**QUESTIONS TO ANSWER**
(a) Print the stretch of the New Jersey passage from "Richard Thompson Wildlife" through "or rare species.".
(b) In the New Jersey passage, what conservation statuses apply to the 173 Pine Barrens plant species?

----- TEXT BLOCK

Richard Thompson Wildlife Management Area,
Linden, VA. What comes to mind when someone
mentions New Jerseyan endless series
of highway exits; the only open space is
in the large malls; the smell between Newark
Airport and the Meadowlands; a place where
people watch a football team from New York
play in a landfill next to a turnpike. Did
you know that the largest undeveloped area
between Boston and Atlanta, the Pine
Barrens, is found in New Jersey? The
Pine Barrens has 850 species of plants including 173
state-endangered, threatened, or rare species.

----------
----- DATA FOR REVIEW

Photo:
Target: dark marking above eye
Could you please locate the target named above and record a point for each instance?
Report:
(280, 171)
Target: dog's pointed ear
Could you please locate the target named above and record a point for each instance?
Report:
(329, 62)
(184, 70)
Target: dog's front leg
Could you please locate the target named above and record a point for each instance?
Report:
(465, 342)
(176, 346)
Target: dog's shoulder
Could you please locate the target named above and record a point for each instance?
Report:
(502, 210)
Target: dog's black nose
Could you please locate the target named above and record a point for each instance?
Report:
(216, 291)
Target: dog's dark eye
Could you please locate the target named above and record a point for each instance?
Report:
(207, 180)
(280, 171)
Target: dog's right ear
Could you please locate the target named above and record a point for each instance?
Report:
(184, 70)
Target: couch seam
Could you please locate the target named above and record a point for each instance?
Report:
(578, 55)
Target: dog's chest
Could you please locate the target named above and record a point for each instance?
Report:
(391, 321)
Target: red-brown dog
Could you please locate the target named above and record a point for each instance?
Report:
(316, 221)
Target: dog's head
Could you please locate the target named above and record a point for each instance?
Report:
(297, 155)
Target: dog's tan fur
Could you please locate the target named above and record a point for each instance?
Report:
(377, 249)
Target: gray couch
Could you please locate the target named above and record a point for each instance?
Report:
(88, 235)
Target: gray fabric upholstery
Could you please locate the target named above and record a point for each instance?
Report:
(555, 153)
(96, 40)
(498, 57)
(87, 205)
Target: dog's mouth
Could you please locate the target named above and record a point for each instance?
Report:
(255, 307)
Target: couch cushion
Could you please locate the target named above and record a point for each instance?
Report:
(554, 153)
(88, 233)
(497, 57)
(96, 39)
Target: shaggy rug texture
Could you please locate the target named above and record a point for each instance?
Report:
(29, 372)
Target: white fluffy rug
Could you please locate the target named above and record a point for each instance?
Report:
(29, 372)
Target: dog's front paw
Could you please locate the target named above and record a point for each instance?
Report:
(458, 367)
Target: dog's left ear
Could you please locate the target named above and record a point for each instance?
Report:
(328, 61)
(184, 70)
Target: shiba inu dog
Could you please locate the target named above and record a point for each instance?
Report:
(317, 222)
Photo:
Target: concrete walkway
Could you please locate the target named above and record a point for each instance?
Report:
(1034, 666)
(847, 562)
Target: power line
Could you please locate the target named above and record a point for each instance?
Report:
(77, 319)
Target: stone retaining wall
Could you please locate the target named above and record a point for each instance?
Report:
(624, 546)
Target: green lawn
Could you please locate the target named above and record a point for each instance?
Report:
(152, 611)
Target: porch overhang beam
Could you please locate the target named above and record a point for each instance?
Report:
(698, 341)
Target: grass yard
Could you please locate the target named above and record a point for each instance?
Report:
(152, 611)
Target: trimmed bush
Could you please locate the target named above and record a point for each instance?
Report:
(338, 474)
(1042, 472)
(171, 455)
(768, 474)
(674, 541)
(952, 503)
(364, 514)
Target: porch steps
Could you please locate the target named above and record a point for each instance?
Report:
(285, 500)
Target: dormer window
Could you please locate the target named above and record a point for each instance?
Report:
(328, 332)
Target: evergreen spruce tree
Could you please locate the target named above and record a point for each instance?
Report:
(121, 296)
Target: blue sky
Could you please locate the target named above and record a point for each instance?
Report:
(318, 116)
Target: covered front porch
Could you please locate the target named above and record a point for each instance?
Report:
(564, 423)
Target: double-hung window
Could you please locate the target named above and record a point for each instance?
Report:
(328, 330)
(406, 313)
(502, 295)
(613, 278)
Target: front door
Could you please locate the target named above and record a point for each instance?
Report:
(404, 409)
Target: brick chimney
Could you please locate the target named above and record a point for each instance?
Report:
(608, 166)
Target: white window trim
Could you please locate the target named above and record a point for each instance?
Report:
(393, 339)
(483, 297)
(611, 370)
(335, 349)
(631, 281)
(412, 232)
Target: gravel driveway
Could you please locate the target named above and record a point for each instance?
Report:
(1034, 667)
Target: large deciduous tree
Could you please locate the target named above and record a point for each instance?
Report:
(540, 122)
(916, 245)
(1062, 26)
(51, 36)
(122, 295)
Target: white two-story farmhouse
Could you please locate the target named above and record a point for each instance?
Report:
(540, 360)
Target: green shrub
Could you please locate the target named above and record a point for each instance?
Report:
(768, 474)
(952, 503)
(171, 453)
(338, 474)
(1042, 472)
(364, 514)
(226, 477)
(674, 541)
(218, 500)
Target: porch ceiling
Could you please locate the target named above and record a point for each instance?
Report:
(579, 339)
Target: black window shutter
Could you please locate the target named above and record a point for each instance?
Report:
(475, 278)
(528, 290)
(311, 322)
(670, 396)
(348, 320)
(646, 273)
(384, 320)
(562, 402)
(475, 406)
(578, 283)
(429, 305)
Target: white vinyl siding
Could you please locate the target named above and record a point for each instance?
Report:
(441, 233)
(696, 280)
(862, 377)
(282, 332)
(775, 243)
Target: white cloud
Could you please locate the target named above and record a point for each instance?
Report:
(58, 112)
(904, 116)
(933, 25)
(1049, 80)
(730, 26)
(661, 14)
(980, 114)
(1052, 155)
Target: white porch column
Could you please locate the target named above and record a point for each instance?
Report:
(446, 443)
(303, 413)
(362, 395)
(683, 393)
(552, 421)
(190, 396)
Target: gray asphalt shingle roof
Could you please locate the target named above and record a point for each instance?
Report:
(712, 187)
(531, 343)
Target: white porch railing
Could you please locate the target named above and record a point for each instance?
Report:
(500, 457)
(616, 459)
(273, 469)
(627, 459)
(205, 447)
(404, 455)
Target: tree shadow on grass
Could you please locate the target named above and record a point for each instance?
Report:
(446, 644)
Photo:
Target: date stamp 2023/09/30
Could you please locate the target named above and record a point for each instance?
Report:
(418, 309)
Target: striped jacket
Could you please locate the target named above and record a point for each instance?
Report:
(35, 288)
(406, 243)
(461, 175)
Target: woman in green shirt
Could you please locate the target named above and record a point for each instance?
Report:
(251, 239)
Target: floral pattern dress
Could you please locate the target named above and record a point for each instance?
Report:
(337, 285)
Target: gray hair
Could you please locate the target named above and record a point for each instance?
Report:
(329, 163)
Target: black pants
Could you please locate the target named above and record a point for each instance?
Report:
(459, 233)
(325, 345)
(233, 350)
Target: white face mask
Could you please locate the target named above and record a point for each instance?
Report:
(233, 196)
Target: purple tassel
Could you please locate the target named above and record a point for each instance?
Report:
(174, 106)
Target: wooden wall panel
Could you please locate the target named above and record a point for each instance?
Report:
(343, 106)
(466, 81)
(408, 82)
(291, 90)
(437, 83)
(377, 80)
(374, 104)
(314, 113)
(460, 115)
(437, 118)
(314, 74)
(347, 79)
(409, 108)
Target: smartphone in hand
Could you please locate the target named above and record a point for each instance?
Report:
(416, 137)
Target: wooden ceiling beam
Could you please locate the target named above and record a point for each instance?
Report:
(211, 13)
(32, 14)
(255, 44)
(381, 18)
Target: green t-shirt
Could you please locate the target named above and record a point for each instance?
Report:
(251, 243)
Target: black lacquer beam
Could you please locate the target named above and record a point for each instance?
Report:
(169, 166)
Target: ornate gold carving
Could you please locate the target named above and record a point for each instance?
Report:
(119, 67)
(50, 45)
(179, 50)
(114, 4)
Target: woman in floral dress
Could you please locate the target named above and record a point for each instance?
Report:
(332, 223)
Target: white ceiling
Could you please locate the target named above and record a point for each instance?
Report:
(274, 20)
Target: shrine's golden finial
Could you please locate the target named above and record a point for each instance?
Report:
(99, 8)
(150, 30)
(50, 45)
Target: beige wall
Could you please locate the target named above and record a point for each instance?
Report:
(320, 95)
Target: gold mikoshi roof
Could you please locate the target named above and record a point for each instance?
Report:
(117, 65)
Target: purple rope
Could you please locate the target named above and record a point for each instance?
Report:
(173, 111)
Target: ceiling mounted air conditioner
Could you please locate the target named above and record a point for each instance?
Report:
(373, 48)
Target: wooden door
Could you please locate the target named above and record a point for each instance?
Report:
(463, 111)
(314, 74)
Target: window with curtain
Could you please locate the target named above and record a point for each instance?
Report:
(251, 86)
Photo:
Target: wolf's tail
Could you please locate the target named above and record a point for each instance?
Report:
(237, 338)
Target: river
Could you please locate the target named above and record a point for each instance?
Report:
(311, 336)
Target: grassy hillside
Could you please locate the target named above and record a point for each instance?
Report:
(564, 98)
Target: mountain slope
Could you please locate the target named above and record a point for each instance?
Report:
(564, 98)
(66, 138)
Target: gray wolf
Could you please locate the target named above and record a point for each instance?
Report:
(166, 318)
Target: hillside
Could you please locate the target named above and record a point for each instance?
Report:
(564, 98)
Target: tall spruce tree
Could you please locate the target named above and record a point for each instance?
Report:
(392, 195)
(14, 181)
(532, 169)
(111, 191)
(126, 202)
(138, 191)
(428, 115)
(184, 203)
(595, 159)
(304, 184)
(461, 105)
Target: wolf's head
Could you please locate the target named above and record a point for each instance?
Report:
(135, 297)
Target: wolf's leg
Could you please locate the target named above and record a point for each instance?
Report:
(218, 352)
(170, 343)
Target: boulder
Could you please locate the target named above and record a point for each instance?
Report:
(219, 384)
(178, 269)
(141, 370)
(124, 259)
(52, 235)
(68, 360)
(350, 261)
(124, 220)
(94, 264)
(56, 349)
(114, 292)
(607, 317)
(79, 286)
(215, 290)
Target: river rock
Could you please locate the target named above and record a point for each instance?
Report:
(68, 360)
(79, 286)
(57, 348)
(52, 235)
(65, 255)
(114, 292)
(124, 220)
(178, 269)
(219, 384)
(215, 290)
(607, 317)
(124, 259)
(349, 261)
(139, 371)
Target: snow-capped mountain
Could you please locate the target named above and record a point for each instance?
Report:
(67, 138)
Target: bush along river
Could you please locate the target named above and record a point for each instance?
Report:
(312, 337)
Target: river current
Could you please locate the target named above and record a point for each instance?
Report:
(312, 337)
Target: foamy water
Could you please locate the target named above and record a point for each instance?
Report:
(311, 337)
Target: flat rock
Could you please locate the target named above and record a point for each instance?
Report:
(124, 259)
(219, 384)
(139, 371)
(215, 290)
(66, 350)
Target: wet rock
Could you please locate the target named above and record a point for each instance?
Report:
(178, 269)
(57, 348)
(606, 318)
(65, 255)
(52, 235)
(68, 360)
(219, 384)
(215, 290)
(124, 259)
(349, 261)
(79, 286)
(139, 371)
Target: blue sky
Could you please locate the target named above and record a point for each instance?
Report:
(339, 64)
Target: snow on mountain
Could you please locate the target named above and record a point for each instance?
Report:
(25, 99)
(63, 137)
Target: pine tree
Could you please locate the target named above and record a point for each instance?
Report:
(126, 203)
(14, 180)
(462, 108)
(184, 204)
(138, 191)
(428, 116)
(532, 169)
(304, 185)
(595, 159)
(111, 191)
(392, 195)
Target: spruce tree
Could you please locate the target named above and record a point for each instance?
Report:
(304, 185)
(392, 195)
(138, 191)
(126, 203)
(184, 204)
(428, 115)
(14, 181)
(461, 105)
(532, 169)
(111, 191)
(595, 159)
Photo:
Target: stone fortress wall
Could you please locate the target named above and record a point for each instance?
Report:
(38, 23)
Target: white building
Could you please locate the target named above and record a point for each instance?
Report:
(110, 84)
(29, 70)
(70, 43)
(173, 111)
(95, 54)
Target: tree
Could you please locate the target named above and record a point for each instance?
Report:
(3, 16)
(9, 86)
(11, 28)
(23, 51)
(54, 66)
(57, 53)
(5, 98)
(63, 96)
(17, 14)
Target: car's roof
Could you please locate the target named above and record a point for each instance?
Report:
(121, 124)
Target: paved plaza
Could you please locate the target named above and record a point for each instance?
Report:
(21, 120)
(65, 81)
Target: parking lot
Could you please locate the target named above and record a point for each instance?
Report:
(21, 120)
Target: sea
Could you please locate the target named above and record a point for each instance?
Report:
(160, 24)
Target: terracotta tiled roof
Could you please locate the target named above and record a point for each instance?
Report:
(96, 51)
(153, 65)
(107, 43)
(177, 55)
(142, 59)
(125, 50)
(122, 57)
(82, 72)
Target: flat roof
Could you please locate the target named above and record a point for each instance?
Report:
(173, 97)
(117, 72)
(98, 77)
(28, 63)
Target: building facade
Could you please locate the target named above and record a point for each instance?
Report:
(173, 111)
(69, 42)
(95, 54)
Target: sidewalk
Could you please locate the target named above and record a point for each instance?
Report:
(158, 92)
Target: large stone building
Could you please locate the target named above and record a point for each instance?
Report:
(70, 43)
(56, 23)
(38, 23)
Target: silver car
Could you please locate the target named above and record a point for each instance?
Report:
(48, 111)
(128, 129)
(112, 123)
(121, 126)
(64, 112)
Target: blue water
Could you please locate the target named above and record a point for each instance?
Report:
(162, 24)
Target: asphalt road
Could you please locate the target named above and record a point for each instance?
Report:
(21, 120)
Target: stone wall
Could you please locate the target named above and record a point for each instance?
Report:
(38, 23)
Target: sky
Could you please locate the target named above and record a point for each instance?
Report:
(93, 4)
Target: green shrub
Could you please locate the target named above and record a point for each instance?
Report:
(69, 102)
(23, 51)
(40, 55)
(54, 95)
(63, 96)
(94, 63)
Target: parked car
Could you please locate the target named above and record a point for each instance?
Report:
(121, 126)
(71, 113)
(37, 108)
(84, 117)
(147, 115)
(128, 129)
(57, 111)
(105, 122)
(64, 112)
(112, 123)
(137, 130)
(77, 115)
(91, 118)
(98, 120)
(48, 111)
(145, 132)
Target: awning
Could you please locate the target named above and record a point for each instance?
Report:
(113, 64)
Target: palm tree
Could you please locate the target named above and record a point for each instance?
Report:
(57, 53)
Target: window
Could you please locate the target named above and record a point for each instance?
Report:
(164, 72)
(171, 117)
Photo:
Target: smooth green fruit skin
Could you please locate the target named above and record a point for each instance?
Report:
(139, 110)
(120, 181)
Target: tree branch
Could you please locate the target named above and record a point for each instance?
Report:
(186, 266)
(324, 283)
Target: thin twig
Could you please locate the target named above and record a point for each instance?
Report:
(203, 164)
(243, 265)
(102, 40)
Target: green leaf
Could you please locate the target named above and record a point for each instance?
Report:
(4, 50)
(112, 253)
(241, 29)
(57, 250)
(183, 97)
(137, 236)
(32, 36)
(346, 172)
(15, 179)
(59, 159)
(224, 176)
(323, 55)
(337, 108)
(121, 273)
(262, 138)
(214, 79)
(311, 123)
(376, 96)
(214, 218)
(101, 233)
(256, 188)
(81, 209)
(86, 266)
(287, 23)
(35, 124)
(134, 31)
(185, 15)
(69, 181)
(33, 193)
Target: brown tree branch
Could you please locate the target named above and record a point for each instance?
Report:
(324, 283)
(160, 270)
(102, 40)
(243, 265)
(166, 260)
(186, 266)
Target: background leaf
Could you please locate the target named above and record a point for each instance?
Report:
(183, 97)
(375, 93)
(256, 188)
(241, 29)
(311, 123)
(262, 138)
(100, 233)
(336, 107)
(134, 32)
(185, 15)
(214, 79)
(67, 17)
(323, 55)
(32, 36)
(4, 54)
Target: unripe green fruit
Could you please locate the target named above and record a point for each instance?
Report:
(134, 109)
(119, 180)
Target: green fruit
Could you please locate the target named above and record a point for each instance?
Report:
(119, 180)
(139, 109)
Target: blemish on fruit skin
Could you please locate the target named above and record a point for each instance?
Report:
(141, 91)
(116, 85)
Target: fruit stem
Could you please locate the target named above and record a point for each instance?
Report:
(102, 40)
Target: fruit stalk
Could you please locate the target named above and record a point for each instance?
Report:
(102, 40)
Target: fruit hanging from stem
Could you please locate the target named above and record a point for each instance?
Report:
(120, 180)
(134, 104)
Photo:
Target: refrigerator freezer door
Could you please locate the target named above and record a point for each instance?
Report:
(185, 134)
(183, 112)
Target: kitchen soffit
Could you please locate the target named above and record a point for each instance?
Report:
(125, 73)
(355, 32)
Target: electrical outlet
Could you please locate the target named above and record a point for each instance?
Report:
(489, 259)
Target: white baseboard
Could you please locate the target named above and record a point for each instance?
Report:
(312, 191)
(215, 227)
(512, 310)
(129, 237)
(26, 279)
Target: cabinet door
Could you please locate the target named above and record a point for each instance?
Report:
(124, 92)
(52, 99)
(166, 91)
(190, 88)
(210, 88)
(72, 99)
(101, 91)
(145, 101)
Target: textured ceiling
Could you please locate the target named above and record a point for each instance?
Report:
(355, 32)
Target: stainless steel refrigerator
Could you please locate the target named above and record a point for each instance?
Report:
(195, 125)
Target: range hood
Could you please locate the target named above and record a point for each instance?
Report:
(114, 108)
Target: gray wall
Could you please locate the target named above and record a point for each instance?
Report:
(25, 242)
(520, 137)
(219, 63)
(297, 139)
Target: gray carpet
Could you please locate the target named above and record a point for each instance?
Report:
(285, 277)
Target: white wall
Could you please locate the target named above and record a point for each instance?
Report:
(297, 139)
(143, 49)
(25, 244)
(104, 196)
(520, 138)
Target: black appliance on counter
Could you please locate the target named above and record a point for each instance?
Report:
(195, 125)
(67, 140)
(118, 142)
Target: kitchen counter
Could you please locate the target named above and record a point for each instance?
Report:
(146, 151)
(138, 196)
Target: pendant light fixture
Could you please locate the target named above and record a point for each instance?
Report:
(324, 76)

----------

**SOLVED TASKS**
(a)
Richard Thompson Wildlife Management Area,
Linden, VA. What comes to mind when someone
mentions New Jerseyan endless series
of highway exits; the only open space is
in the large malls; the smell between Newark
Airport and the Meadowlands; a place where
people watch a football team from New York
play in a landfill next to a turnpike. Did
you know that the largest undeveloped area
between Boston and Atlanta, the Pine
Barrens, is found in New Jersey? The
Pine Barrens has 850 species of plants including 173
state-endangered, threatened, or rare species.

(b) state-endangered, threatened, rare